── Excerpt provided ──

Monday, November 28, 2005

Blair needs to power on and go nuclear News - Opinion - Blair needs to power on and go nuclear


ENERGY policy in Britain has been a shambles, with disaster avoided thanks to lucky escapes rather than good stewardship, and a government choosing to turn a blind eye to repeated and increasingly desperate warnings over prices and supply.

In the last few weeks alone, natural gas spot prices have more than doubled, partly because shipments from the European Union have been held back; factories have temporarily shut down; business leaders have expressed outrage at the government's dithering; warnings of 1970s-style three or four-day weeks proliferate, with fears mounting about looming electricity shortages as a bitterly cold winter looms; and the National Grid is suffering an increasing number of breakdowns.

You might be forgiven for concluding that this confluence of events amounts to stumbling towards an unnecessary energy crisis, even as ministers blithely assure us that the country is "awash" with energy.

None of this should be happening, of course, in the world's fourth largest economy. But after eight years of complacency - behaving as if self-sufficiency in oil and gas thanks to the North Sea would continue forever while simultaneously refusing to risk political difficulties by pressing the case for more nuclear power - the government is now scrambling to find ways of keeping affordable electricity flowing, an astonishing position for a major western government to be in. Tony Blair was right to come out in favour of building new nuclear power stations last week, though his intervention was at least two years late, he has bottled out of giving his support before and even now he is only doing so under cover of the need for a "national debate".

Under Mr Blair's uncertain watch (and that of his successor-in-waiting, Gordon Brown) nuclear energy, the only power source that can rival fossil fuels in providing national grids with an efficient 'base load' of electricity generation, meet greenhouse gas emission standards and satisfy global demand for energy, has been deliberately condemned to wither from neglect.

───

» Task goal: Quote the piece on Britain's energy policy from "Under Mr Blair's" to "wither from neglect.". You won't need the records at all.

── Data lines ──

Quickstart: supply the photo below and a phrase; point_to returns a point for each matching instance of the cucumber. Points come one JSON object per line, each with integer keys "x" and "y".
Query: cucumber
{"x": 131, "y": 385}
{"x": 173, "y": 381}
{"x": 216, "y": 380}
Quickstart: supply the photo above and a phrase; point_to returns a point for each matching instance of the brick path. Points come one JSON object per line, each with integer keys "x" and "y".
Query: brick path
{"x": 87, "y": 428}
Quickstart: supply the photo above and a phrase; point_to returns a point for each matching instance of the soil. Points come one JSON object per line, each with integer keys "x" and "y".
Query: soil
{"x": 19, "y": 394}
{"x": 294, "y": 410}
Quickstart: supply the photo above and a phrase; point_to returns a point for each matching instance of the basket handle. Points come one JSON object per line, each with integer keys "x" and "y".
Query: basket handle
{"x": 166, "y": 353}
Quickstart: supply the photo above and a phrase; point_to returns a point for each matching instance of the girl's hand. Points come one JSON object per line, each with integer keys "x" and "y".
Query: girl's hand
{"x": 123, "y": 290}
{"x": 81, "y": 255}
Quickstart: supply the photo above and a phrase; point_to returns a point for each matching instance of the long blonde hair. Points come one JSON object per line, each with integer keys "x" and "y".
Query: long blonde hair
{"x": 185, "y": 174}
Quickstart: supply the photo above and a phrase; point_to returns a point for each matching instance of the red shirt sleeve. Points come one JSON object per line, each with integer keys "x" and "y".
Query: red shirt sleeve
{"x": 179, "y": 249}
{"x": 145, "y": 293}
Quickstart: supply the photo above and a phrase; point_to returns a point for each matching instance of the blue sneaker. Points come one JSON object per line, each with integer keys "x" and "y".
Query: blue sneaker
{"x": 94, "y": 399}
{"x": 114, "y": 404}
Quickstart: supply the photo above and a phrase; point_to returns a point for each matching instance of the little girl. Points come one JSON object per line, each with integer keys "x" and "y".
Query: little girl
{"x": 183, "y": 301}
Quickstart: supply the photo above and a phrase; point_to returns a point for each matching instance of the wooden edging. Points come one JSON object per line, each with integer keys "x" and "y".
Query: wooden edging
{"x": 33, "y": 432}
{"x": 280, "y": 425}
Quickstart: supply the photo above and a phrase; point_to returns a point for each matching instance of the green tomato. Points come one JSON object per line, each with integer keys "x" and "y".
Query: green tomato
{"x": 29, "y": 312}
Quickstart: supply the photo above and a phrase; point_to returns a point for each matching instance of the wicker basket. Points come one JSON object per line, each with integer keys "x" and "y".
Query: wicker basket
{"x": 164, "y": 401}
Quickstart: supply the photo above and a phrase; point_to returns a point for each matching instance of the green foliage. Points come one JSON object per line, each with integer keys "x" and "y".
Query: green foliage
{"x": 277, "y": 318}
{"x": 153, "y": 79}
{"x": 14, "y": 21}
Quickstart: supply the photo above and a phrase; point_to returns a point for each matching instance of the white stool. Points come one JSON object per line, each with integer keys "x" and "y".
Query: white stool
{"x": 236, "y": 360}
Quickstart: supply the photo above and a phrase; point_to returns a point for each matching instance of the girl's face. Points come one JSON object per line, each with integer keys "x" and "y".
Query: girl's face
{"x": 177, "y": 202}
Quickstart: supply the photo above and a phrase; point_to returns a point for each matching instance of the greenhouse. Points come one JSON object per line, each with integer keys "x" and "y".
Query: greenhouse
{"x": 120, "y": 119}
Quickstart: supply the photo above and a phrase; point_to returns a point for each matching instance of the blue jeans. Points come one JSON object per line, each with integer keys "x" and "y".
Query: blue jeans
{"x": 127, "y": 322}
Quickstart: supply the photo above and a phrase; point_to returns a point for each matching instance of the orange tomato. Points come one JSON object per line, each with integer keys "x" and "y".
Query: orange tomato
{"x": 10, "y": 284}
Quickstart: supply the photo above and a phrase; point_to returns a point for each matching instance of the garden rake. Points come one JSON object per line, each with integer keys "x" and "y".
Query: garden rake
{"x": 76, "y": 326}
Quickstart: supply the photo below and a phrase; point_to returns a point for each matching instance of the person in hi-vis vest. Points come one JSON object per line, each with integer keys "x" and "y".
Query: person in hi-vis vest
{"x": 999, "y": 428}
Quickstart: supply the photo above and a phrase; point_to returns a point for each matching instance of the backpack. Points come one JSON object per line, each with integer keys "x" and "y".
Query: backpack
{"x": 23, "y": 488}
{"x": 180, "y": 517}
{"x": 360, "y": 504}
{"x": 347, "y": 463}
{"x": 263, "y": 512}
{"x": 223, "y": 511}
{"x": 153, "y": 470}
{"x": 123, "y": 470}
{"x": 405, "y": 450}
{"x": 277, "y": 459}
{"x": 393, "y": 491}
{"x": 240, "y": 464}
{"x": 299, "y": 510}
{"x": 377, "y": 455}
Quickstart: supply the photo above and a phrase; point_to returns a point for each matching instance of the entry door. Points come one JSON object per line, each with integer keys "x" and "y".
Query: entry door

───

» Task answer:
Under Mr Blair's uncertain watch (and that of his successor-in-waiting, Gordon Brown) nuclear energy, the only power source that can rival fossil fuels in providing national grids with an efficient 'base load' of electricity generation, meet greenhouse gas emission standards and satisfy global demand for energy, has been deliberately condemned to wither from neglect.